◆ Exercise directions: Go through the entries below and print, exactly, the lines starting at the one with "Target: tree" and ending at the one with "shown by (385,353).", keeping both ends and no others.

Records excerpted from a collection
'''

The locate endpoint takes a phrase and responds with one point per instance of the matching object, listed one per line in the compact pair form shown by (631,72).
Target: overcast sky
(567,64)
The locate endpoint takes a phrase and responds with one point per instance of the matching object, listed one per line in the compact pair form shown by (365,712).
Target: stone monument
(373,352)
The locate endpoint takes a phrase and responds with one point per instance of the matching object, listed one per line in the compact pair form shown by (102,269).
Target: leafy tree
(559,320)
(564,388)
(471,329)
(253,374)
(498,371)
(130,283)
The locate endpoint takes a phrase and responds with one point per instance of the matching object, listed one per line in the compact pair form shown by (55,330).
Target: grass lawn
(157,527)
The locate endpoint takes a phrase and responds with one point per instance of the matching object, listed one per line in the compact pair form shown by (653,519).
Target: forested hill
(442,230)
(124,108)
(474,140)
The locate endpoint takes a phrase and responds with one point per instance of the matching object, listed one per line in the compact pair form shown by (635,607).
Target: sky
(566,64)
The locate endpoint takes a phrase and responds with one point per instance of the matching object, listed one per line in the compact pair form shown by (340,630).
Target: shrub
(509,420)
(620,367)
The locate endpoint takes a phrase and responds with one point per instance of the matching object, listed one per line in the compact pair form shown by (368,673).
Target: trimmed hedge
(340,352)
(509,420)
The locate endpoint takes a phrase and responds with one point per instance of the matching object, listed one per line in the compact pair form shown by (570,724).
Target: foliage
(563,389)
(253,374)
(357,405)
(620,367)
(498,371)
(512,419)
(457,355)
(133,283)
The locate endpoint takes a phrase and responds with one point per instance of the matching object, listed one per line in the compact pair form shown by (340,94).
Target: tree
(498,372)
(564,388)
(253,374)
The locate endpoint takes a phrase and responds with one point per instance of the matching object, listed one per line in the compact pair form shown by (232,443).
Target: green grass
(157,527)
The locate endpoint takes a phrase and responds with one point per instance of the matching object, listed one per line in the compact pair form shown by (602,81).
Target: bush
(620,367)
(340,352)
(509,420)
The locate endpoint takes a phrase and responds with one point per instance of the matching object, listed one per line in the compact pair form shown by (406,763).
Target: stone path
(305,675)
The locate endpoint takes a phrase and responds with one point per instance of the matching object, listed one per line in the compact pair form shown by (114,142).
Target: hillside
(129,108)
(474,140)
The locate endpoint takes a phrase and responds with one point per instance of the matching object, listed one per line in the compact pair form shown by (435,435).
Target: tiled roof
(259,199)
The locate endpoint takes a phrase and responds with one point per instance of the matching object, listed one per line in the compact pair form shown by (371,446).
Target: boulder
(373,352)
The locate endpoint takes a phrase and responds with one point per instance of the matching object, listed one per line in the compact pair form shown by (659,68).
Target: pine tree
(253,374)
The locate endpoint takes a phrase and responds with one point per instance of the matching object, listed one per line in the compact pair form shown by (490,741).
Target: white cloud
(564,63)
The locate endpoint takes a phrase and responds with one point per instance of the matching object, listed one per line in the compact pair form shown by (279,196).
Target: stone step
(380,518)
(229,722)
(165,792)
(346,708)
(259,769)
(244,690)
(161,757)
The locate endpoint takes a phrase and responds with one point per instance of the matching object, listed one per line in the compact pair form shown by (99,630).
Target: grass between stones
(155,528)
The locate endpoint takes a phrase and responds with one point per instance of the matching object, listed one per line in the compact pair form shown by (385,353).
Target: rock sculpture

'''

◆ Response area:
Target: tree
(498,372)
(564,388)
(253,374)
The locate endpoint takes a phrase and responds with one point per instance of the matching object, listed one per line in the compact pair form shown by (232,443).
Target: green grass
(157,527)
The locate endpoint takes a phrase and responds with one point per instance of the matching object, listed one per line in the compact pair form shown by (602,81).
Target: bush
(620,367)
(340,352)
(509,420)
The locate endpoint takes a phrase and responds with one point per instance of the matching object, listed one per line in the compact pair form shown by (406,763).
Target: stone path
(305,675)
The locate endpoint takes a phrase and responds with one point per instance of the matching object, listed one per line in the compact pair form shown by (114,142).
Target: hillside
(129,108)
(474,140)
The locate endpoint takes a phrase and responds with one point per instance of the matching object, listed one per line in the compact pair form shown by (435,435).
Target: tiled roof
(259,199)
The locate endpoint takes a phrase and responds with one point per instance of the matching object, listed one per line in the compact pair form shown by (371,446).
Target: boulder
(373,352)
The locate endpoint takes a phrase and responds with one point per instance of the matching object, listed one per line in the compact pair form shown by (659,68).
Target: pine tree
(253,374)
The locate endpoint takes a phrase and responds with one point per instance of the matching object, listed one per line in the compact pair form shown by (490,741).
Target: white cloud
(564,63)
The locate endpoint takes a phrase and responds with one point per instance of the matching object, listed one per line in the compact pair form shown by (279,196).
Target: stone step
(380,518)
(229,722)
(165,792)
(346,708)
(259,769)
(244,690)
(161,757)
The locate endpoint takes a phrase and responds with one point per instance of the matching object, listed one per line in the compact pair form shown by (99,630).
Target: grass between stones
(155,528)
The locate endpoint takes a phrase and responds with one point per instance of the matching object, listed one per line in the compact pair form shown by (385,353).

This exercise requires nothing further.